*WHAT IS BEING ASKED*:
Begin with the line that contains "Running a retail shelf audit. Please mark the green tree" and transcribe each line after it, up to and including the last line of the listing below.

*SUPPLIED INFORMATION*:

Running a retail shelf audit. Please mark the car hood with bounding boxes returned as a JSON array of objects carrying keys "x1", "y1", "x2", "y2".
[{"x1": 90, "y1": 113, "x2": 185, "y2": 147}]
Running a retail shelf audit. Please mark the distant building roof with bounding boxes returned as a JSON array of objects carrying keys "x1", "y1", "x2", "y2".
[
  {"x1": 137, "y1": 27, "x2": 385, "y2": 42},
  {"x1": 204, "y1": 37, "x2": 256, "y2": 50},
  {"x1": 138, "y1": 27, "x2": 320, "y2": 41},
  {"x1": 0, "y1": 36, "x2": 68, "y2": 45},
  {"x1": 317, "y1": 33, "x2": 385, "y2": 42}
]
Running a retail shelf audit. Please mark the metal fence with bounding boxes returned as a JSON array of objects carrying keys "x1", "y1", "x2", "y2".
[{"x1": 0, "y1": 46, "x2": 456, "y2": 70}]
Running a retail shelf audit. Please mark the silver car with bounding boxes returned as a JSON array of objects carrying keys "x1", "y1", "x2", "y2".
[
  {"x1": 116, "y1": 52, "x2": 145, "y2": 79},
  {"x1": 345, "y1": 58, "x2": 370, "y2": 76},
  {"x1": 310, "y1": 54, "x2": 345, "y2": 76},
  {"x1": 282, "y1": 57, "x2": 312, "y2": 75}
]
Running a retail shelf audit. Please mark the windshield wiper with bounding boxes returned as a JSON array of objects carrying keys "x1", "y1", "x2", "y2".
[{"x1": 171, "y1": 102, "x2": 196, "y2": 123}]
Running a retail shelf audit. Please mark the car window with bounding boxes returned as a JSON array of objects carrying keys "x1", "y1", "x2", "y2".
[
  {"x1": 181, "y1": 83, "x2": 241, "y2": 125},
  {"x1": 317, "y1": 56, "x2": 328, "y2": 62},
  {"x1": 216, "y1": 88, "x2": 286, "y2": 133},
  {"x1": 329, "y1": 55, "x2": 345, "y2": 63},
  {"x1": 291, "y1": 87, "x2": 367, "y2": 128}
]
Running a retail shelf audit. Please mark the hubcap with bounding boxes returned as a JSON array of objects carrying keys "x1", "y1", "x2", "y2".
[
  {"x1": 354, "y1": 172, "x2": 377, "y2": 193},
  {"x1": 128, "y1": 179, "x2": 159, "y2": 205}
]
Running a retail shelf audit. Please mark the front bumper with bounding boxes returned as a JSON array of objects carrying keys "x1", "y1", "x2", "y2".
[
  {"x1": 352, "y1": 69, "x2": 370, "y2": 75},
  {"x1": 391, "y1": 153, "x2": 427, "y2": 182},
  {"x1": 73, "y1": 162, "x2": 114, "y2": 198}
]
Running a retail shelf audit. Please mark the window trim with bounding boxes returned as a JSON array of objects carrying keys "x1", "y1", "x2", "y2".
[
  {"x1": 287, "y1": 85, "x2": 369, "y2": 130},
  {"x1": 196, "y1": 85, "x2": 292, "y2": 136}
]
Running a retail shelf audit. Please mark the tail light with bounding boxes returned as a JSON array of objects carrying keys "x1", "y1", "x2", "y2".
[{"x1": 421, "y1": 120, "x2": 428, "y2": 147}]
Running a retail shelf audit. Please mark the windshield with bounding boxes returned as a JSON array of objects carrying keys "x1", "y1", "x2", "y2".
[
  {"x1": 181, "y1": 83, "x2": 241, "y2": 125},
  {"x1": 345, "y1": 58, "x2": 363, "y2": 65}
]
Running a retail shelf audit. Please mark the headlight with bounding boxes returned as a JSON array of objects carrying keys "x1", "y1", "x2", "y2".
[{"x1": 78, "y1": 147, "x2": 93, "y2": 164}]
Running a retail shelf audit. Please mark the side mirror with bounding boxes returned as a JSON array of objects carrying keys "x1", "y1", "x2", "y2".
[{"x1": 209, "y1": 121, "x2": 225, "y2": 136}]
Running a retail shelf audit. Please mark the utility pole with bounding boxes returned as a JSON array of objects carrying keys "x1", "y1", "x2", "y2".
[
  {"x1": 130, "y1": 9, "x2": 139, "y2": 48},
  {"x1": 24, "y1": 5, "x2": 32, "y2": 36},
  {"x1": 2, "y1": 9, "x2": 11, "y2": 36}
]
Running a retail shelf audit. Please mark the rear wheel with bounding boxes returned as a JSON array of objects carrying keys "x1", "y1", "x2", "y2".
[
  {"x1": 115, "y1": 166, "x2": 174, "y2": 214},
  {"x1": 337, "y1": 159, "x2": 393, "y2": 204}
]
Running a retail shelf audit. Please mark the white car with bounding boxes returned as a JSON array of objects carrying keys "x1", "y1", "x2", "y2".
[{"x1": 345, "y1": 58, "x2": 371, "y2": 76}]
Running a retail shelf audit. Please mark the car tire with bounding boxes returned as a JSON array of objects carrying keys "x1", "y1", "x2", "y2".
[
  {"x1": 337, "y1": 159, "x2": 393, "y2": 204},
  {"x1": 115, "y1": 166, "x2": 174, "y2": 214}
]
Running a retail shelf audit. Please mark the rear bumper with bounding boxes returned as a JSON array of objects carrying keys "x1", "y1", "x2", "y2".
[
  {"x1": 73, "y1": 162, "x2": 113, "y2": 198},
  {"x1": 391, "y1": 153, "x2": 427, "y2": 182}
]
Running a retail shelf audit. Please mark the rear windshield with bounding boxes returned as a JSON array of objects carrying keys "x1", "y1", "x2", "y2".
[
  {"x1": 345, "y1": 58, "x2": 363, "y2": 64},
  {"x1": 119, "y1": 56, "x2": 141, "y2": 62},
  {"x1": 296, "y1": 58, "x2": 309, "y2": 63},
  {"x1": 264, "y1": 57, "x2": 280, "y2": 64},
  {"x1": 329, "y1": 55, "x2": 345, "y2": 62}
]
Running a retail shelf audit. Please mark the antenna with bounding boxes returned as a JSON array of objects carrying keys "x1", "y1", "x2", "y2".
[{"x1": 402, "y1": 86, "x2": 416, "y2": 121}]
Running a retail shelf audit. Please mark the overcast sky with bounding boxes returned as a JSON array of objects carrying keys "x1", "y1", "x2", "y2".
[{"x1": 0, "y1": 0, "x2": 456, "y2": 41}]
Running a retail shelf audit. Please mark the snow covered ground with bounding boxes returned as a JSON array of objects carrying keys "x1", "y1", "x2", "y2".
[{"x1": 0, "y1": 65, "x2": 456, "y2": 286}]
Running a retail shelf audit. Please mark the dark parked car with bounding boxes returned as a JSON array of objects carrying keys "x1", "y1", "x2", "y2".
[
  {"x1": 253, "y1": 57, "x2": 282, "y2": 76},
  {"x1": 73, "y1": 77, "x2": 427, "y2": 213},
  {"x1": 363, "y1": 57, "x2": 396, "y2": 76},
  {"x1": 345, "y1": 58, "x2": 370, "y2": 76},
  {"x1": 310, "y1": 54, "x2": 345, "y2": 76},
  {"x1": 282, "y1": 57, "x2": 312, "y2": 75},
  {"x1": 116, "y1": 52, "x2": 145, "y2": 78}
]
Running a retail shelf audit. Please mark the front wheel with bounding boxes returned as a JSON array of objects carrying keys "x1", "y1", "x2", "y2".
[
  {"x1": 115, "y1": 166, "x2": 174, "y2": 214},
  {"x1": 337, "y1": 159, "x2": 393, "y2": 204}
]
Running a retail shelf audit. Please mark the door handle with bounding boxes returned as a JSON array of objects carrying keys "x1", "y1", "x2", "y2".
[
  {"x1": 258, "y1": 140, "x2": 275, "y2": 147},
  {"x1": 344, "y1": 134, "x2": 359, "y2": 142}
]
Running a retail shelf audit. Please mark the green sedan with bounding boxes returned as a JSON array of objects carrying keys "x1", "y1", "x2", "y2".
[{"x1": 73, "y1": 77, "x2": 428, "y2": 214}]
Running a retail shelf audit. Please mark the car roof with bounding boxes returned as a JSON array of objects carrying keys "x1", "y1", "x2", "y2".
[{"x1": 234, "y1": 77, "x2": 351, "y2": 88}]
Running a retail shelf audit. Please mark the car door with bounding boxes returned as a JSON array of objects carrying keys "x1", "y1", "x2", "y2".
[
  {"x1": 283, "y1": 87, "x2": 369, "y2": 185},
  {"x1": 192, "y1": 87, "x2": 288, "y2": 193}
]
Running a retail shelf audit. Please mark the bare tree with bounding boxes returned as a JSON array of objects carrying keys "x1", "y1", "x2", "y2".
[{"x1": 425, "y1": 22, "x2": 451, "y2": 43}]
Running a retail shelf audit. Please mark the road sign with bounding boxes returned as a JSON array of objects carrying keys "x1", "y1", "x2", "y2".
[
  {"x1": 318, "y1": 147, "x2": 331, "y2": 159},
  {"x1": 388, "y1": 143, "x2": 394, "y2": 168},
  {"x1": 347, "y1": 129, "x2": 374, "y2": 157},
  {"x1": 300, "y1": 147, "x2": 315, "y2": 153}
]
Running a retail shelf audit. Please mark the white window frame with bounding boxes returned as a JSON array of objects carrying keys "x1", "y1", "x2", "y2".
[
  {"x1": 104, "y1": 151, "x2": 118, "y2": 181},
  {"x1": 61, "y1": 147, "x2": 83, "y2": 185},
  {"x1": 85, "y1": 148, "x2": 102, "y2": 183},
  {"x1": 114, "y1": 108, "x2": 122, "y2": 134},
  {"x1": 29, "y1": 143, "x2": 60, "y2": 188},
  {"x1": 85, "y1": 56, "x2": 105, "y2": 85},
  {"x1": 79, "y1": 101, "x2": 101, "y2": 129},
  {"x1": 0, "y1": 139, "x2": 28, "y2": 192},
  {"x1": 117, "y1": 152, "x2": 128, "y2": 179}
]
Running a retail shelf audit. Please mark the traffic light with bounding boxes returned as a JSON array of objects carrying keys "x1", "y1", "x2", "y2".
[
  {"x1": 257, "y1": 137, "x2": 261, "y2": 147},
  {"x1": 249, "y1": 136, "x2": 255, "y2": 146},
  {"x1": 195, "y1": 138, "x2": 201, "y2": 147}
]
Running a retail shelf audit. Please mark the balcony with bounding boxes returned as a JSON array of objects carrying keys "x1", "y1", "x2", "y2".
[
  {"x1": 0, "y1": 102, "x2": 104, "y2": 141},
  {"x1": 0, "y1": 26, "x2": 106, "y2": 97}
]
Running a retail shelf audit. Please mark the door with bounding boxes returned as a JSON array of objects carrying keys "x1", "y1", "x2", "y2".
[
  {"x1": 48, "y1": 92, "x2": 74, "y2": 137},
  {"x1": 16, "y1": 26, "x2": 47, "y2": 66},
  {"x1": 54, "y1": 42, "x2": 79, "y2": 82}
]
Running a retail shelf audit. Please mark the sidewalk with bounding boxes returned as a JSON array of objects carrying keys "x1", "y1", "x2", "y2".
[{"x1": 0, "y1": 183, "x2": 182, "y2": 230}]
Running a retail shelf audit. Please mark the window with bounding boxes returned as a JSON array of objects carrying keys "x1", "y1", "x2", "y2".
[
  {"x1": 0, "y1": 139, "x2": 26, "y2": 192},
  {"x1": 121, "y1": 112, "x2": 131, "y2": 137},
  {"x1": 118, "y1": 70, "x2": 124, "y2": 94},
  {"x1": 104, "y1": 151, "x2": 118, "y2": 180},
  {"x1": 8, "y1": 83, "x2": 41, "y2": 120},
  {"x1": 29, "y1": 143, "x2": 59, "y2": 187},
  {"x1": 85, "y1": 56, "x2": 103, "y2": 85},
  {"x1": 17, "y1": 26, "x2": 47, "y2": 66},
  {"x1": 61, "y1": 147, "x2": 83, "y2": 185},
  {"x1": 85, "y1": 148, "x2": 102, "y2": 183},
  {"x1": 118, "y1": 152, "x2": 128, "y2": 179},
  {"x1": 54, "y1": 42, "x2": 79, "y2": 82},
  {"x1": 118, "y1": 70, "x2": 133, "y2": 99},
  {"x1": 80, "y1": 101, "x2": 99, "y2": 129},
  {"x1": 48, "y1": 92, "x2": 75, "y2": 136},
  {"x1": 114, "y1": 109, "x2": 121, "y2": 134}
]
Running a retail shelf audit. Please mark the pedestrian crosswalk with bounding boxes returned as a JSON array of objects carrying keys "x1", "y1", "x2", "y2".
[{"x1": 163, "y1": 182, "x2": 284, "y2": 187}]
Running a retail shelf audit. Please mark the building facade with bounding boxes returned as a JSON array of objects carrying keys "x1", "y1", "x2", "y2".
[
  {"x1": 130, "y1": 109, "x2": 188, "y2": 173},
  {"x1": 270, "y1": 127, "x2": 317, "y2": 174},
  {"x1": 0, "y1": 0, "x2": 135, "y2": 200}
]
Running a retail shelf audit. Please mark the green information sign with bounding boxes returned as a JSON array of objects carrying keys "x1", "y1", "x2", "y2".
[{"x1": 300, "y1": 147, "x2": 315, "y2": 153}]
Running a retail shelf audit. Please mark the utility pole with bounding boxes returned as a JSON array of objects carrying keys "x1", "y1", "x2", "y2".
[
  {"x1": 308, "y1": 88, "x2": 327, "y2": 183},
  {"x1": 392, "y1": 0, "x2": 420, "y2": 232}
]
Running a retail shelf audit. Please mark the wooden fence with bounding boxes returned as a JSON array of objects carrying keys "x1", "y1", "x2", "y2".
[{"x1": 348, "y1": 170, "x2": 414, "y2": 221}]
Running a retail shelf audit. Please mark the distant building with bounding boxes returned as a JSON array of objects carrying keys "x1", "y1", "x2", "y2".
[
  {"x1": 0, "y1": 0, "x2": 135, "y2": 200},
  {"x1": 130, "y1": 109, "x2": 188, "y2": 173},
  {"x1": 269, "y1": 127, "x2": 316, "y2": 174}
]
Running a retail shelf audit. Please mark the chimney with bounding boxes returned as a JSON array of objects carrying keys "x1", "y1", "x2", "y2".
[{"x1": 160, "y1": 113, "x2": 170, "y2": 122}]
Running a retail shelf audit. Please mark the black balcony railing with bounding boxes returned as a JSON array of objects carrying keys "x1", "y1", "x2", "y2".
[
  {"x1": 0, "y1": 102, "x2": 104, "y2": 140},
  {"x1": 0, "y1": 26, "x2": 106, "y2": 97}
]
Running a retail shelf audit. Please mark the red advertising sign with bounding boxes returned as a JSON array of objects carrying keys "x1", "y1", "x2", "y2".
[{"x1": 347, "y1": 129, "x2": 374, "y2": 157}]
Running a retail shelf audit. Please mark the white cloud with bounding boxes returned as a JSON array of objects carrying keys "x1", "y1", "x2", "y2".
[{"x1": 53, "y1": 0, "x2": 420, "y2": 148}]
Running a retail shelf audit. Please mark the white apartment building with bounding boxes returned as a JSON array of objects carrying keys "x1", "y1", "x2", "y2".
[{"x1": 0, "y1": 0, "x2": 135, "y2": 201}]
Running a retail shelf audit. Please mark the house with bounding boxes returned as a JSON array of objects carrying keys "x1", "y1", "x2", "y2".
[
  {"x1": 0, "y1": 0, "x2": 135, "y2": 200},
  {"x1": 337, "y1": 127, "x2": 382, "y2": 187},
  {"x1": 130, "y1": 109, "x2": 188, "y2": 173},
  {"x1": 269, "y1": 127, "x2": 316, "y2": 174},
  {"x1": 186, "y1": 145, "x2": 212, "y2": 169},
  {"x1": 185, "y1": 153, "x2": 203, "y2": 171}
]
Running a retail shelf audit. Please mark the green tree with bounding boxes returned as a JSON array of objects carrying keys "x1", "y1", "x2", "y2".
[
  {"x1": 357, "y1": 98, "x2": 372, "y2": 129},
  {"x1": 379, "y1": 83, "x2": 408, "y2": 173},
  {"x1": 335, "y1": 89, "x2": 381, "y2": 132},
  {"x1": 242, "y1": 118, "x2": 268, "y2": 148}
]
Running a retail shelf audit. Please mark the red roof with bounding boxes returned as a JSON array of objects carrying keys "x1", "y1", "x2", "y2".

*WRITTEN RESPONSE*:
Running a retail shelf audit. Please mark the green tree with bounding boxes returned as a JSON array of objects carrying keys "x1", "y1", "x2", "y2".
[
  {"x1": 357, "y1": 98, "x2": 372, "y2": 129},
  {"x1": 379, "y1": 83, "x2": 408, "y2": 173},
  {"x1": 335, "y1": 89, "x2": 381, "y2": 132},
  {"x1": 242, "y1": 118, "x2": 268, "y2": 148}
]
Running a retail shelf audit. Please mark the red roof with bounding boxes returned as a JSON array of objects carrying keys "x1", "y1", "x2", "y2".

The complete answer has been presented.